**PROBLEM STATEMENT**
Return all of the entries exactly, with nothing added or left out.

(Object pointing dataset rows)
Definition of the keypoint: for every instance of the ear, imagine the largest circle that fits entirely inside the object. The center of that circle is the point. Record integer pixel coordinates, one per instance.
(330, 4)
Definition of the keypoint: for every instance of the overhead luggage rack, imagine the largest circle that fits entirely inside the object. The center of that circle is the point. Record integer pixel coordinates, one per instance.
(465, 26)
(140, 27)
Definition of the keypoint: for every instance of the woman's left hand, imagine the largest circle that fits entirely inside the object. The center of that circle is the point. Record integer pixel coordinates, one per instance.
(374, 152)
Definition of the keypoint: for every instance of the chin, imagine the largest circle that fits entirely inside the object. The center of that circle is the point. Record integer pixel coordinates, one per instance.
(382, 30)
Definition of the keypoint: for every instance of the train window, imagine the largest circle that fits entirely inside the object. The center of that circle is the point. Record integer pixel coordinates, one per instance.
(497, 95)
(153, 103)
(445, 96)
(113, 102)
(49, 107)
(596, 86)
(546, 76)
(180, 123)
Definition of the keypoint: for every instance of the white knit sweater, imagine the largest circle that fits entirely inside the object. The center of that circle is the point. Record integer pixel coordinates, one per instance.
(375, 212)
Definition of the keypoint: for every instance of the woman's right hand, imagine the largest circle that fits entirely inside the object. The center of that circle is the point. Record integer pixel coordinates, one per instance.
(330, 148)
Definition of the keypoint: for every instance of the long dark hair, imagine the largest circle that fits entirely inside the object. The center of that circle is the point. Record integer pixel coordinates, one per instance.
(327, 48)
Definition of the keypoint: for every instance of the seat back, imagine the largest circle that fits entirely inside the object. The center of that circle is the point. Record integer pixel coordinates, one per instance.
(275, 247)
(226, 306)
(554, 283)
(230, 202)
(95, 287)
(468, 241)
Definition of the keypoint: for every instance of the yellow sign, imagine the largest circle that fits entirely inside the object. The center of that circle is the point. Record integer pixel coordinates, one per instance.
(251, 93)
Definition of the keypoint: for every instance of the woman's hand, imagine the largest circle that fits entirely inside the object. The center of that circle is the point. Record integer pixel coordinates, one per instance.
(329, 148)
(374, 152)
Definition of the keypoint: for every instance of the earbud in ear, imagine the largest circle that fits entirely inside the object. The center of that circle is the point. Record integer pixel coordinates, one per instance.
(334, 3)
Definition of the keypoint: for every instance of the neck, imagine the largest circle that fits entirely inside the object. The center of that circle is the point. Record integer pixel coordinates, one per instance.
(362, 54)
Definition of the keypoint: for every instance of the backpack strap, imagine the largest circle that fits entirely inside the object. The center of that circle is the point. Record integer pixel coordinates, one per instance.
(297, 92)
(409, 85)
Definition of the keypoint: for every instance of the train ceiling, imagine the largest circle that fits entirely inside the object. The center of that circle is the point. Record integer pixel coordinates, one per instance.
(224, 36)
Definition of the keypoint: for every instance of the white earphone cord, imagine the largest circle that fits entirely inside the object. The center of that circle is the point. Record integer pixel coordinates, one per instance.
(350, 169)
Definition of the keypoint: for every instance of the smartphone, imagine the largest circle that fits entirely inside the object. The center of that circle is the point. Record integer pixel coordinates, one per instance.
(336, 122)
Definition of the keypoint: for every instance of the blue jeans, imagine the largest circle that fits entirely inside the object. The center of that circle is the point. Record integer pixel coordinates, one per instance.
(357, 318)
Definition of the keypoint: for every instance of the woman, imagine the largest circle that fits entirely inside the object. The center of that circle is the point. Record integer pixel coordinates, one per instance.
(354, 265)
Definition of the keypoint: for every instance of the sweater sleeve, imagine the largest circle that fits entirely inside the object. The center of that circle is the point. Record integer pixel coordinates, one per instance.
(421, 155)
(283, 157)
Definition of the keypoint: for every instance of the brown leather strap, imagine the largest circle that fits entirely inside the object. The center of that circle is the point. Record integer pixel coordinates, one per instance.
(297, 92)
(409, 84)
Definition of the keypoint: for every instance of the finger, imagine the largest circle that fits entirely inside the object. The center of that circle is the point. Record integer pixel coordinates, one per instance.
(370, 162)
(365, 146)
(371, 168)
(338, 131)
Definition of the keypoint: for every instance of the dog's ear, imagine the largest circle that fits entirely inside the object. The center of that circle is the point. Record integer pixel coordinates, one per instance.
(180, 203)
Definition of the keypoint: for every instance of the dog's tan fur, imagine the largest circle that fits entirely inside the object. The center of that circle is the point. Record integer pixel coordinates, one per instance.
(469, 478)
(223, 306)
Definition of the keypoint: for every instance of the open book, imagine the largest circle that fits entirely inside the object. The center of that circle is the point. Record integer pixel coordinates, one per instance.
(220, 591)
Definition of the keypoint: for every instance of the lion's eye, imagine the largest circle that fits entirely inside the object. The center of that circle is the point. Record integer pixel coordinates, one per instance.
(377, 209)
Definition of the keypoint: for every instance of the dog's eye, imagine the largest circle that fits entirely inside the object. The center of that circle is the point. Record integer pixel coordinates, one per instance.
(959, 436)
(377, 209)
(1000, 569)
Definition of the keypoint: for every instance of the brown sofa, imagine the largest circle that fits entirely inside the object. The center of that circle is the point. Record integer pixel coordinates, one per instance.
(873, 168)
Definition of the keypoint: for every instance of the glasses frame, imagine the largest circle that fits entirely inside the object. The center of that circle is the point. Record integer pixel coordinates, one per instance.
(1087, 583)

**THE SOLUTION**
Definition of the keypoint: for every instance of the ear, imagine the largest circle that fits entirely inside the object. The center of that circle is the point. Record integer pixel coordinates, one per instance.
(330, 4)
Definition of the keypoint: for every instance of the overhead luggage rack, imagine the largest circle that fits entirely inside the object. The center of that circle is the point. Record integer pixel coordinates, one per instance.
(465, 26)
(140, 27)
Definition of the keypoint: for every instance of the woman's left hand, imagine the largest circle that fits entirely inside the object. The center of that circle is the point. Record integer pixel coordinates, one per instance.
(374, 152)
Definition of the keypoint: for every instance of the chin, imagine the largest circle that fits entirely inside the object. The center of that circle is the point. Record integer pixel coordinates, one per instance.
(382, 30)
Definition of the keypoint: for every instance of the train window, imagine the largest circle that fits entirely inside the object. The center of that circle is the point. Record integer pixel coordinates, one per instance.
(497, 95)
(153, 103)
(445, 96)
(113, 102)
(49, 107)
(596, 86)
(546, 76)
(180, 123)
Definition of the keypoint: for every instance of the white knit sweater, imagine the largest circle that fits entirely inside the object. The center of that circle is the point. Record integer pixel coordinates, one per instance.
(375, 212)
Definition of the keypoint: for every instance of the woman's right hand, imagine the largest circle that fits entirely inside the object. The center of that circle is the point. Record integer pixel coordinates, one per instance.
(330, 148)
Definition of the keypoint: for every instance of the long dark hair, imagine the largest circle that fits entirely inside the object. The center of that circle is the point. Record integer pixel coordinates, one per instance.
(327, 48)
Definition of the keypoint: for every instance of the seat back, imagine the largest circle that fits entirely inside the object. The center of that circle is the point. Record integer pixel coordinates, one per instance.
(275, 247)
(226, 306)
(554, 283)
(230, 202)
(95, 287)
(468, 241)
Definition of the keypoint: for every instance of the yellow sign, imagine the largest circle that fits entirely inside the object. The center of that circle is the point. Record integer pixel coordinates, one per instance.
(251, 93)
Definition of the keypoint: for every instance of the woman's hand, imagine the largest circle that fits entirely inside the object. The center of that circle is the point. Record integer pixel coordinates, one per instance.
(329, 148)
(374, 152)
Definition of the keypoint: for every instance of the earbud in ear, imagine the largest circle that fits entirely inside the object. The center of that circle is the point. Record integer pixel coordinates, one per instance.
(334, 3)
Definition of the keypoint: for every instance of the neck, imagine the largest circle that fits entirely inside the object. The center of that circle is the point. Record integer pixel coordinates, one per instance.
(362, 54)
Definition of the keypoint: for every instance of the backpack strap, imagine the largest circle that fits entirely inside the object. The center of that circle is the point. Record integer pixel coordinates, one per instance.
(297, 92)
(409, 85)
Definition of the keypoint: for every instance of the train ceiling, imagine the largest circle that fits entirely inside the object. The center of that circle is the point. Record integer pixel coordinates, one per instance.
(224, 36)
Definition of the keypoint: for every instance of the white earphone cord, imagine the largest circle that fits entirely inside the object. The center of that circle is the point. Record integer pixel coordinates, one per instance.
(350, 169)
Definition of the keypoint: for every instance of the smartphone, imagine the largest circle that fits entirely inside the object. The center of that circle is the point. Record integer pixel coordinates, one per instance.
(336, 122)
Definition of the keypoint: for every instance of the blue jeans, imagine the largest circle that fits entirely inside the object. The center of that circle is the point. Record integer pixel coordinates, one per instance.
(357, 318)
Definition of the keypoint: for every instance of the woman, imagine the largest circle that fits entirely inside the object. The center of that circle is the point. Record integer pixel coordinates, one per instance.
(354, 265)
Definition of the keypoint: for every instance of the sweater sleeve, imagine the largest circle that fits entirely inside the object. The center of that circle is the point. Record integer pixel coordinates, one per instance.
(421, 155)
(283, 157)
Definition of the keypoint: for every instance of the brown leather strap, imagine the largest circle that fits entirely inside the object. The center of that circle is the point. Record integer pixel coordinates, one per instance.
(297, 92)
(409, 84)
Definition of the keypoint: for every instance of the finger, imagine the largest circle that fits entirely inside the object. The center of that circle is the point. Record integer pixel coordinates, one per instance.
(370, 162)
(365, 146)
(371, 168)
(338, 131)
Definition of the keypoint: for every instance of the dog's ear, imagine the largest circle that fits entirely inside the object. The center of that circle is the point. Record integer pixel coordinates, one per instance.
(180, 203)
Definition of the keypoint: for every instance of the dog's tan fur, imagine the largest circle that fits entirely inside the object. The center of that circle is the point. Record integer pixel coordinates, one per instance.
(469, 478)
(223, 306)
Definition of the keypoint: for every instance of the open book, imagine the largest circle that fits entirely inside the object. The center of that circle is the point. Record integer pixel coordinates, one per instance.
(220, 591)
Definition of the keypoint: for every instance of the lion's eye, imagine the largest circle that fits entirely inside the object. The center of that circle is the point. Record integer pixel coordinates, one per instance.
(377, 209)
Definition of the keypoint: for every instance of the dog's eye, imagine the largest circle that fits entirely inside the object. The center of that circle is the point. Record integer pixel coordinates, one per instance.
(959, 436)
(377, 209)
(1000, 569)
Definition of the keypoint: for every instance of the brown sofa, imagine the largest circle that fits entirely inside the object. The center of that circle is the point. Record integer pixel coordinates, one per instance.
(873, 168)
Definition of the keypoint: for every instance of the glasses frame, imagine the largest circle that fits entirely inside the object. The center of that circle is the point. Record integer pixel coordinates, one per instance.
(1087, 583)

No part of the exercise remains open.